## STATED EXERCISE
Please turn all of the data below into a numbered list, one item per line, leaving out any blank lines.

═══ THE INPUT

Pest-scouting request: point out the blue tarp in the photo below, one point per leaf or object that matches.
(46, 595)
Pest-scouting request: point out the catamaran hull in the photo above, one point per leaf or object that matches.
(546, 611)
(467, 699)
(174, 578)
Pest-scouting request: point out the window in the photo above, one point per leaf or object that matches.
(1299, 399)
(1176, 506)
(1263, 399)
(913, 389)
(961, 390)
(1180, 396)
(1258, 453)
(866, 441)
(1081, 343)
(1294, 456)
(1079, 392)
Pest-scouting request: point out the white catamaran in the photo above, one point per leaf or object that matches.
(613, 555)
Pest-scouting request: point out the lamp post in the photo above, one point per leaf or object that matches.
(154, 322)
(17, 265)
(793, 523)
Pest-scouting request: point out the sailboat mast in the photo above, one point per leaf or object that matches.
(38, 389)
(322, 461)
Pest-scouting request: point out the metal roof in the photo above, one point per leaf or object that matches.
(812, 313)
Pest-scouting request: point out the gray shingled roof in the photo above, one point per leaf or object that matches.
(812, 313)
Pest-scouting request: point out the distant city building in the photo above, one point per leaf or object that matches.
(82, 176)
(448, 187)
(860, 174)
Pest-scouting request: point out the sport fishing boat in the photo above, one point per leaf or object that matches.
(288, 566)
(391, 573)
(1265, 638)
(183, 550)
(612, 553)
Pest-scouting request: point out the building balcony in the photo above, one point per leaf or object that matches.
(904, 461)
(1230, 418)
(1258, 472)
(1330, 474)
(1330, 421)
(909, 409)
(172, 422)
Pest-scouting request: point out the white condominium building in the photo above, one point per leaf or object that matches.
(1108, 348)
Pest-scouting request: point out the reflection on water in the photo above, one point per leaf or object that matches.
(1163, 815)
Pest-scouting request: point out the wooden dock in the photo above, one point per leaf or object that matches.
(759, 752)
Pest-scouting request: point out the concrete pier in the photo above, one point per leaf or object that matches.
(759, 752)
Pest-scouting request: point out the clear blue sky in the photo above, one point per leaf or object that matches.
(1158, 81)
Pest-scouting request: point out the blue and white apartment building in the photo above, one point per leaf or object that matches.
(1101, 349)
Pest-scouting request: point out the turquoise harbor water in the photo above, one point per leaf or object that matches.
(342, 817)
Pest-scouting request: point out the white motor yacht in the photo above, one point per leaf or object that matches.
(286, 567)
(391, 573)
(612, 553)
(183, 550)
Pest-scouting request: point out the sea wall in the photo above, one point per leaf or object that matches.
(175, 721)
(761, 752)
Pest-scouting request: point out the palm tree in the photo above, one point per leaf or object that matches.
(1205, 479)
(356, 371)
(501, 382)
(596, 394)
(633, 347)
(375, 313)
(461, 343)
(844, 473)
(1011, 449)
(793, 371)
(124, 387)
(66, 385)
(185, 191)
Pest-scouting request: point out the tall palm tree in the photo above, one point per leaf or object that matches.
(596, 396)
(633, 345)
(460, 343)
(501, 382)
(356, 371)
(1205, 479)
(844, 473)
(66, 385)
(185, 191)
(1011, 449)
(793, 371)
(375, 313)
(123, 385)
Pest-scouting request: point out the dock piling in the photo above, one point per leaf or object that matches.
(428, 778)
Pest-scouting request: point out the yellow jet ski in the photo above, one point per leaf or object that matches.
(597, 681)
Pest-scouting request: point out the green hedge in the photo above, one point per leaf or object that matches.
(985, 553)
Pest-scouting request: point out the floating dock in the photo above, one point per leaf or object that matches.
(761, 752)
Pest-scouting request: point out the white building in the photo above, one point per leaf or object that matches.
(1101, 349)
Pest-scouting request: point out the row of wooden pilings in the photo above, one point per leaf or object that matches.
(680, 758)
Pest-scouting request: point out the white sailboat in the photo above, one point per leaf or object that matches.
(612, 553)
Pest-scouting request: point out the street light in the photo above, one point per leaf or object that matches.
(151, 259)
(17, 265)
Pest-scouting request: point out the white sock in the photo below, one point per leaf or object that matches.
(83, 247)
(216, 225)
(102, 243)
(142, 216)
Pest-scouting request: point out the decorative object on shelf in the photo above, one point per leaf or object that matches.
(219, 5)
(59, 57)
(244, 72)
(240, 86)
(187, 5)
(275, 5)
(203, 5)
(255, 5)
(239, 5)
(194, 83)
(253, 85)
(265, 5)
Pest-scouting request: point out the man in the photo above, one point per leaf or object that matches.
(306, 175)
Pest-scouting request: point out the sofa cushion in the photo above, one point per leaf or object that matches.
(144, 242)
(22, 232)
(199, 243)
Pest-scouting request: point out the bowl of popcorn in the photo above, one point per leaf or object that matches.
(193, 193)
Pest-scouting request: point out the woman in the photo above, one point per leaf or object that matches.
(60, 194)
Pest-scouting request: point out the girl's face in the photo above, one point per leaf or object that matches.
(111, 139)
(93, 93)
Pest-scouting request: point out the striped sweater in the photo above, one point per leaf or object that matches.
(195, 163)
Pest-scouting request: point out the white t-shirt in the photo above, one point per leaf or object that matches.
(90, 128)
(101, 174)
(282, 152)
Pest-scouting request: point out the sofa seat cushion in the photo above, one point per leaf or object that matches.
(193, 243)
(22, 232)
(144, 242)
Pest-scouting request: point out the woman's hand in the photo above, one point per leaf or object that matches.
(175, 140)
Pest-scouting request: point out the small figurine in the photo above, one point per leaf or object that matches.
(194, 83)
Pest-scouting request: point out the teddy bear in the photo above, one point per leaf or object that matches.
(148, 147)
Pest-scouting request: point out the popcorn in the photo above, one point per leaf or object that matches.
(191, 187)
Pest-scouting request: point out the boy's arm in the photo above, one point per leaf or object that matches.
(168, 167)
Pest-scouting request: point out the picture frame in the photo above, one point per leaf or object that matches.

══════

## CORRECT RESULT
1. Pest-scouting request: point out the blue tarp in the photo below, one point per leaf or object that matches.
2. (46, 595)
3. Pest-scouting request: point out the catamaran hull in the photo above, one point per leaf or object that matches.
4. (546, 611)
5. (467, 699)
6. (174, 578)
7. Pest-scouting request: point out the window in the photo above, one point per leaf or object that matches.
8. (1299, 399)
9. (1176, 506)
10. (1263, 399)
11. (913, 389)
12. (961, 390)
13. (1180, 396)
14. (1258, 453)
15. (866, 441)
16. (1081, 343)
17. (1294, 456)
18. (1079, 392)
19. Pest-scouting request: point out the white catamaran in the photo above, one point per leaf or object that matches.
20. (613, 555)
21. Pest-scouting request: point out the lamp post in the photo above, one point per leaf or object that matches.
22. (154, 322)
23. (17, 265)
24. (793, 523)
25. Pest-scouting request: point out the sailboat mast in the photo above, one point per leaf or object that matches.
26. (38, 389)
27. (322, 461)
28. Pest-scouting request: point out the metal roof in the photo above, one point per leaf or object that matches.
29. (812, 313)
30. Pest-scouting request: point out the gray shingled roof in the photo above, one point per leaf or object that matches.
31. (812, 313)
32. Pest-scouting request: point out the distant city building in the photo above, one point per leaf or object that matches.
33. (82, 176)
34. (448, 187)
35. (860, 174)
36. Pest-scouting request: point out the sport fishing boat in the photo above, one point per leaf or object that matches.
37. (288, 566)
38. (391, 573)
39. (1265, 638)
40. (183, 550)
41. (612, 553)
42. Pest-scouting request: point out the building balcony in the photo above, one point per leaf or object that matches.
43. (904, 461)
44. (1230, 418)
45. (1258, 472)
46. (1330, 474)
47. (1330, 421)
48. (909, 409)
49. (172, 422)
50. Pest-scouting request: point out the white condominium building in the photo above, one point per leaf or object that matches.
51. (1108, 348)
52. Pest-scouting request: point out the reflection on water in the photo above, one point per leaf or object that matches.
53. (1163, 815)
54. Pest-scouting request: point out the wooden dock in the photo above, one point per leaf or object that matches.
55. (759, 752)
56. Pest-scouting request: point out the concrete pier in the photo above, one point per leaf or object that matches.
57. (759, 752)
58. Pest-scouting request: point out the clear blue sky in the photo above, one point per leaf or object that matches.
59. (1158, 81)
60. Pest-scouting request: point out the blue and white apartment building in the photo above, one point per leaf or object that matches.
61. (1101, 349)
62. Pest-scouting request: point out the turquoise harbor water in the photo above, one point per leaf or object that matches.
63. (342, 817)
64. Pest-scouting request: point out the white motor yacht in the photo above, one point per leaf or object that matches.
65. (286, 567)
66. (391, 573)
67. (612, 553)
68. (183, 550)
69. Pest-scouting request: point out the sea wall in the photo above, one point per leaf or object that matches.
70. (175, 721)
71. (761, 752)
72. Pest-scouting request: point out the palm tree in the photo above, one point per leaf or object that matches.
73. (1205, 479)
74. (356, 371)
75. (501, 382)
76. (596, 394)
77. (633, 347)
78. (375, 313)
79. (461, 343)
80. (844, 473)
81. (1011, 449)
82. (793, 371)
83. (124, 387)
84. (66, 385)
85. (185, 191)
86. Pest-scouting request: point out the tall palm tree in the photo above, one point per leaf or object that matches.
87. (596, 396)
88. (633, 345)
89. (460, 343)
90. (501, 382)
91. (356, 371)
92. (1205, 479)
93. (844, 473)
94. (66, 385)
95. (185, 191)
96. (1011, 449)
97. (793, 371)
98. (375, 313)
99. (123, 385)
100. Pest-scouting request: point out the dock piling in the photo above, one point per leaf or object that matches.
101. (428, 778)
102. Pest-scouting request: point out the yellow jet ski in the photo above, one point per leaf or object that matches.
103. (597, 681)
104. Pest-scouting request: point out the green hedge in the photo above, one point per leaf or object that matches.
105. (985, 553)
106. Pest-scouting request: point out the floating dock in the photo above, one point per leaf or object that matches.
107. (761, 752)
108. Pest-scouting request: point out the white building in the photo above, one point per leaf or object that matches.
109. (1101, 349)
110. Pest-scouting request: point out the row of wooden pilings in the photo above, one point per leaf or object that matches.
111. (680, 758)
112. Pest-scouting request: point out the white sailboat in the photo above, one point per leaf or object that matches.
113. (612, 553)
114. Pest-scouting request: point out the street light in the photo above, one point per leaf or object that matches.
115. (151, 259)
116. (17, 265)
117. Pest-scouting request: point out the white sock in the photo below, one point per leaf or object that matches.
118. (83, 247)
119. (216, 225)
120. (102, 243)
121. (142, 216)
122. Pest-scouting request: point out the decorative object on shelf in the photo above, one point per leaf or object that matches.
123. (219, 5)
124. (59, 57)
125. (244, 72)
126. (240, 86)
127. (187, 5)
128. (275, 5)
129. (203, 5)
130. (255, 5)
131. (239, 5)
132. (194, 83)
133. (253, 85)
134. (265, 5)
135. Pest-scouting request: point out the man in the photo above, one point per leaf or object that matches.
136. (306, 175)
137. Pest-scouting request: point out the sofa cushion in the photo above, one point per leaf or object that matches.
138. (144, 242)
139. (22, 232)
140. (199, 243)
141. Pest-scouting request: point out the bowl of popcorn in the photo above, one point per leaf or object that matches.
142. (193, 193)
143. Pest-scouting request: point out the woman in the photo above, one point per leaf or object that matches.
144. (60, 194)
145. Pest-scouting request: point out the girl's face in the photo above, one point per leaf or object that matches.
146. (111, 139)
147. (93, 93)
148. Pest-scouting request: point out the striped sweater in the photo above, one point per leaf or object that matches.
149. (195, 163)
150. Pest-scouting request: point out the white t-shirt in the photo above, one point per leaf or object that matches.
151. (90, 128)
152. (101, 174)
153. (282, 152)
154. Pest-scouting request: point out the sofa seat cushion in the photo above, one point per leaf or object that matches.
155. (193, 243)
156. (22, 232)
157. (144, 242)
158. Pest-scouting request: point out the woman's hand in the photo above, one point per leaf or object that matches.
159. (175, 140)
160. Pest-scouting request: point out the small figurine in the photo above, one point per leaf or object that matches.
161. (194, 83)
162. Pest-scouting request: point out the teddy bear in the photo above, one point per leaf or object that matches.
163. (148, 147)
164. Pest-scouting request: point out the popcorn in the photo above, one point per leaf or object that matches.
165. (191, 187)
166. Pest-scouting request: point out the boy's arm in the photo above, one point per leaf or object that matches.
167. (168, 167)
168. Pest-scouting request: point out the picture frame in the photo above, one point per leaf or object that matches.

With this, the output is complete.